**What the task asks:**
Convert the records, starting at the line that contains "We need ground-truth boxes for car" and ending at the line that contains "[107,0,313,140]", into a Markdown table with the columns Row and Line. Omit blank lines.

++++ Material for this task ++++

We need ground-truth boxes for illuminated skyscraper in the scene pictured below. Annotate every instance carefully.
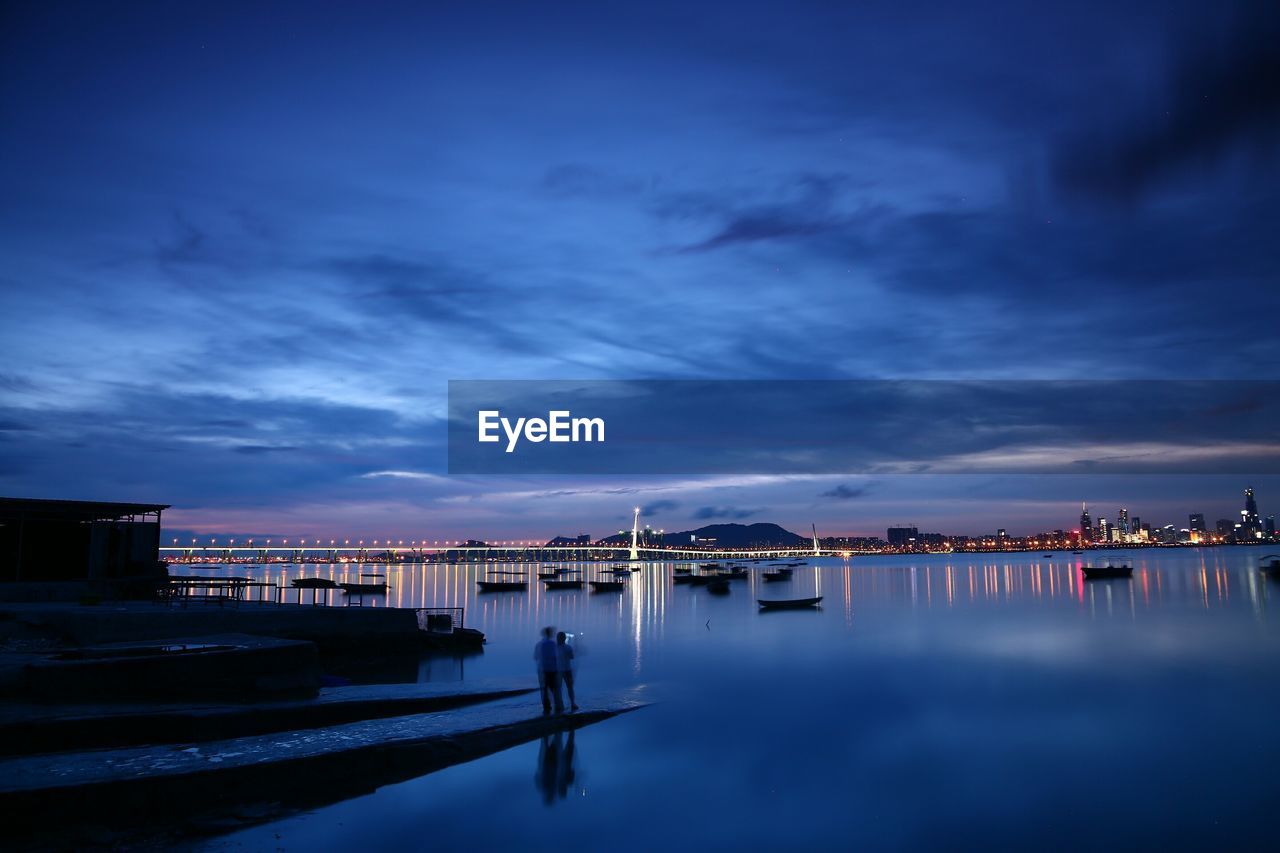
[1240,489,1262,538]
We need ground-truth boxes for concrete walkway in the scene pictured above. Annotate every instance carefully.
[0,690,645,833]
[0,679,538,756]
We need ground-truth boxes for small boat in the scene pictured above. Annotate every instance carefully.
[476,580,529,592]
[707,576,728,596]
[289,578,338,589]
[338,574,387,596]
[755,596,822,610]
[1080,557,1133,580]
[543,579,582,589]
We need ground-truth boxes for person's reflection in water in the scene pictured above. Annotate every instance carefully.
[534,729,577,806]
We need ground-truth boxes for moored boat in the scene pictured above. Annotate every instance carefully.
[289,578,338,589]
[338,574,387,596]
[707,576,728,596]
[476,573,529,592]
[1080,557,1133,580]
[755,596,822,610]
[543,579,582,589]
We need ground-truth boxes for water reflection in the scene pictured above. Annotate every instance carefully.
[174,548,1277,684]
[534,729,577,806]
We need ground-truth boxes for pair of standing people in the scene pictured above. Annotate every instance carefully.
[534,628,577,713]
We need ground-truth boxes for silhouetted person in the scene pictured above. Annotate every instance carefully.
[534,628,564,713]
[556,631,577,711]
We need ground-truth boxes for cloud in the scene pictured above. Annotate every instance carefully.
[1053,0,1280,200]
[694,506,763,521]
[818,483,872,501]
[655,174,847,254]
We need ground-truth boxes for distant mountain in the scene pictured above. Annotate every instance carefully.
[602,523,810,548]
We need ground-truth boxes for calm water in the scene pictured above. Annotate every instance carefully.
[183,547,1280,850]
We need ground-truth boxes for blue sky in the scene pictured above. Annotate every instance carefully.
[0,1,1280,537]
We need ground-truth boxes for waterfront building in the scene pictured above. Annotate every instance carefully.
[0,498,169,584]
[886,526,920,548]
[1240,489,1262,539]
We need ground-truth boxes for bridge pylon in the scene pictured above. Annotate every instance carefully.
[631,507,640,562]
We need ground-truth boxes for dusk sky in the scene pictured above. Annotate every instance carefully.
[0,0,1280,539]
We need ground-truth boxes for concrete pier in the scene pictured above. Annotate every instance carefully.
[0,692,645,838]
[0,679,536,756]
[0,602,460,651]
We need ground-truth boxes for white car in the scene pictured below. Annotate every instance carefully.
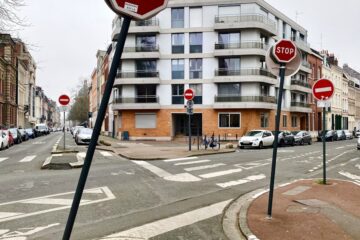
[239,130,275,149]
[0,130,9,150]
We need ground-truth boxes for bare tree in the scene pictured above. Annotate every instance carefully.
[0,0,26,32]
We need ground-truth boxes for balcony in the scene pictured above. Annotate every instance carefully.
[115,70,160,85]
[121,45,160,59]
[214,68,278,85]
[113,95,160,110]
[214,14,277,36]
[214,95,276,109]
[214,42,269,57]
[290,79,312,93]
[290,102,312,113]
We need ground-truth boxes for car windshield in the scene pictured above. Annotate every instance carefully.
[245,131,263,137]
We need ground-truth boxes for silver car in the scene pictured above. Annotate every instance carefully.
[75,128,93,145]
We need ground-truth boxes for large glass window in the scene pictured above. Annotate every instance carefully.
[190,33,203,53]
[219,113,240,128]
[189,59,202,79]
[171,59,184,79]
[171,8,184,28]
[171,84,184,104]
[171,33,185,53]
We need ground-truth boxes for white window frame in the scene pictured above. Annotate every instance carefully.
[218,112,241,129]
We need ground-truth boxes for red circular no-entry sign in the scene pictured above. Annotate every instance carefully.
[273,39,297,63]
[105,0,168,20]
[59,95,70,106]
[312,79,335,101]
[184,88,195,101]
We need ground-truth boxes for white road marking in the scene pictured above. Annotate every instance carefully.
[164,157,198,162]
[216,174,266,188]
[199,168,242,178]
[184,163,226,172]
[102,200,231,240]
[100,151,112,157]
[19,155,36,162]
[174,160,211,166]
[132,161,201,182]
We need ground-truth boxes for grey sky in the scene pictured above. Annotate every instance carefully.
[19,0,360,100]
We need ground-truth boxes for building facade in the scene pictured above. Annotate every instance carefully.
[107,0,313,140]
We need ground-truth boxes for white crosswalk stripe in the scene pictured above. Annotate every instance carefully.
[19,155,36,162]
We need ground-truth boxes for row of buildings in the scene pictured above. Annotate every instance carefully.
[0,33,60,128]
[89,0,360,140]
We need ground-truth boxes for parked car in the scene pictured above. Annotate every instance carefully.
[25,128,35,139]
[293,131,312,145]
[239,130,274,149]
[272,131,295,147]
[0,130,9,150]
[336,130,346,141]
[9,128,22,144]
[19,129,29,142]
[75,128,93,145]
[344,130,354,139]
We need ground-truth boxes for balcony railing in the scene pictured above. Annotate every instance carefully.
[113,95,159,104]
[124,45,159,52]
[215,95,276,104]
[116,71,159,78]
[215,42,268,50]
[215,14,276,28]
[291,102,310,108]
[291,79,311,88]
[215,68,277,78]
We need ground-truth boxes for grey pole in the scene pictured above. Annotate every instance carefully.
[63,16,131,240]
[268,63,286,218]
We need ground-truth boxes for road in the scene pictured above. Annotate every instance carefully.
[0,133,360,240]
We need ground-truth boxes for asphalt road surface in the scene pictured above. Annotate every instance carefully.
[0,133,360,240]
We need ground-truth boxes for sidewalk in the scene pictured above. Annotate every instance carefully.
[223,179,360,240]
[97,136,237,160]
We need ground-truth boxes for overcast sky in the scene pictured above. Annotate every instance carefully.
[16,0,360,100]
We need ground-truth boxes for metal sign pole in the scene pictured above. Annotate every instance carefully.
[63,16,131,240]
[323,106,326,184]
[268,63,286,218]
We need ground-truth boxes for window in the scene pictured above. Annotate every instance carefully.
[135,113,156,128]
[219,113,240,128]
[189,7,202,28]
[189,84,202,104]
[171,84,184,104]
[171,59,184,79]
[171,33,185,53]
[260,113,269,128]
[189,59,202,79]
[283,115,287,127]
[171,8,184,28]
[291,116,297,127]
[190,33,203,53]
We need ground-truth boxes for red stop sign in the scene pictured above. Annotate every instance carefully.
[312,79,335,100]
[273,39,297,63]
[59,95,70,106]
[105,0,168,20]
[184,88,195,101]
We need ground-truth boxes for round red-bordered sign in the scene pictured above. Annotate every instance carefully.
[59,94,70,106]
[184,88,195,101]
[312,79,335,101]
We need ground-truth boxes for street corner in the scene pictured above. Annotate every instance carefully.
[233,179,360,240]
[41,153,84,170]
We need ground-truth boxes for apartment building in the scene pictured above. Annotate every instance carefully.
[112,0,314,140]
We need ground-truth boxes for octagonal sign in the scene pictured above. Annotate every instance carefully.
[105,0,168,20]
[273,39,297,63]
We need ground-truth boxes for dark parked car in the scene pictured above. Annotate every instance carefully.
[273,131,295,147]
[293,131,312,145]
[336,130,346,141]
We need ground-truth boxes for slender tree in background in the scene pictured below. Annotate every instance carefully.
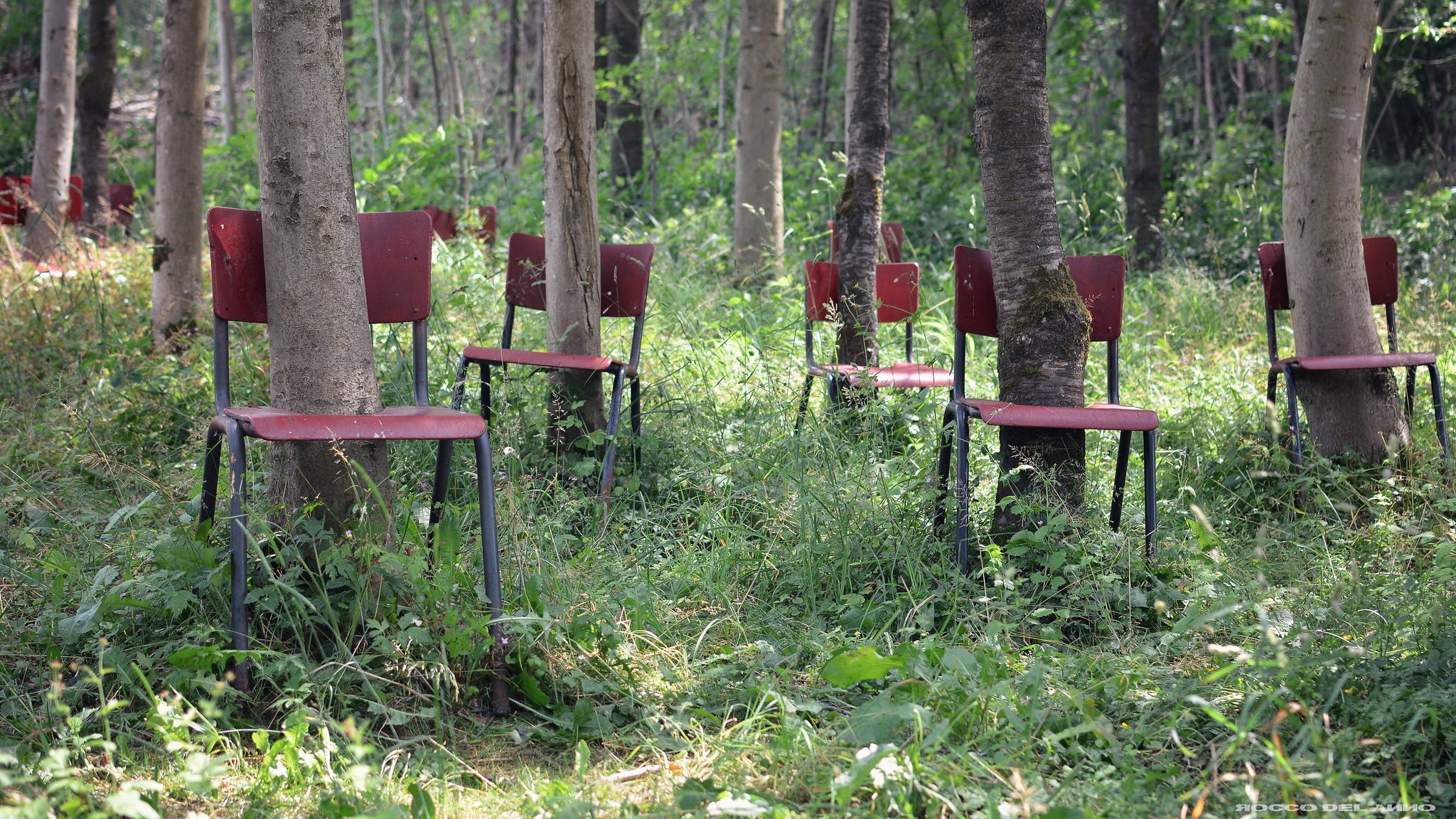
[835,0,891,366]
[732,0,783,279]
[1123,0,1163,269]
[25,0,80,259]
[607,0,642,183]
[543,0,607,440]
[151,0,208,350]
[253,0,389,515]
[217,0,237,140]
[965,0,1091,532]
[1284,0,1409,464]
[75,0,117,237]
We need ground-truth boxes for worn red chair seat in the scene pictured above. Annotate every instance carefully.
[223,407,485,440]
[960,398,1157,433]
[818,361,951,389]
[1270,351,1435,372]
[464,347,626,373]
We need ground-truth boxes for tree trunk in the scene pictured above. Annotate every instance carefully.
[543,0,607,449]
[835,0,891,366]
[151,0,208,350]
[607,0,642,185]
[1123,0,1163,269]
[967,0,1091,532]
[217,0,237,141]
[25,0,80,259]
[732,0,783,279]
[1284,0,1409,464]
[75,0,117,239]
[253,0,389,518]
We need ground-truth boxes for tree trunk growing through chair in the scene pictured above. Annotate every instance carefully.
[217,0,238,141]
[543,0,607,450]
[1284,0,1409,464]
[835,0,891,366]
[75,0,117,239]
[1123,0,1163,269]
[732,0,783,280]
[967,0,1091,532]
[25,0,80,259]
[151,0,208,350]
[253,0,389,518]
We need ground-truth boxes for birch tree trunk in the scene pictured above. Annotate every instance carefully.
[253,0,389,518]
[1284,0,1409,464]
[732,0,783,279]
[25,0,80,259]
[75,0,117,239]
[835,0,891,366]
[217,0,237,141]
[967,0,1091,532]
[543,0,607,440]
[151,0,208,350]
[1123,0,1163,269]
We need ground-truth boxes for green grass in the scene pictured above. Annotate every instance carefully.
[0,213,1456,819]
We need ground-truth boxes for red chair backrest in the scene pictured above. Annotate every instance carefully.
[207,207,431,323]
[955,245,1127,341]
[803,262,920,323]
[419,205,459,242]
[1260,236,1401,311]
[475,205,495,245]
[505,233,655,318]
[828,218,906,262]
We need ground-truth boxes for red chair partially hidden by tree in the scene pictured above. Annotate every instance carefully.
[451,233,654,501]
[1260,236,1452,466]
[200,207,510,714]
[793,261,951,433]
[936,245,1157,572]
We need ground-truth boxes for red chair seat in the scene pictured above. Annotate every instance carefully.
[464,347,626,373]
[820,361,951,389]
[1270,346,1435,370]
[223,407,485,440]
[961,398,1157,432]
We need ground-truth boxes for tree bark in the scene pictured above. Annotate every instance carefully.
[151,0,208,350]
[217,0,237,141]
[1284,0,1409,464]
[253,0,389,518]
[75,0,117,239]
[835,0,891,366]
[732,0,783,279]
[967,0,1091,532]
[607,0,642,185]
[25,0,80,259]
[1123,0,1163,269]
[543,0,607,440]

++++

**Solution:**
| Row | Line |
|---|---|
| 1 | We need ground-truth boxes for car windshield in the scene pictured above. Annotate every instance carefully. |
| 2 | [245,131,263,137] |
| 3 | We need ground-truth boxes for silver car in the scene pictured above. Annotate every instance carefully. |
| 4 | [75,128,93,145] |
| 5 | We need ground-truth boxes for large glass window in the scene pictured above. Annotate every instance carefully. |
| 6 | [190,33,203,53] |
| 7 | [219,113,240,128] |
| 8 | [189,59,202,79] |
| 9 | [171,59,184,79] |
| 10 | [171,8,184,28] |
| 11 | [171,84,184,104] |
| 12 | [171,33,185,53] |
| 13 | We need ground-truth boxes for white window frame in the scene pictured above. Annotate every instance carefully. |
| 14 | [218,112,241,129] |
| 15 | We need ground-truth boxes for red circular no-entry sign in the scene pictured above. Annotate every instance carefully. |
| 16 | [273,39,297,63] |
| 17 | [105,0,168,20] |
| 18 | [59,95,70,106] |
| 19 | [312,79,335,101] |
| 20 | [184,88,195,101] |
| 21 | We need ground-truth boxes for white road marking in the scene pictured above. Annotate every instance carefully. |
| 22 | [164,157,198,162] |
| 23 | [216,174,266,188] |
| 24 | [199,168,242,178] |
| 25 | [184,163,226,172] |
| 26 | [102,200,231,240] |
| 27 | [100,151,112,157] |
| 28 | [19,155,36,162] |
| 29 | [174,160,211,166] |
| 30 | [132,161,201,182] |
| 31 | We need ground-truth boxes for grey sky in the scene pictured above. Annotate every instance carefully. |
| 32 | [19,0,360,100] |
| 33 | We need ground-truth boxes for building facade in the scene pictured above. Annotate every instance carefully. |
| 34 | [107,0,313,140] |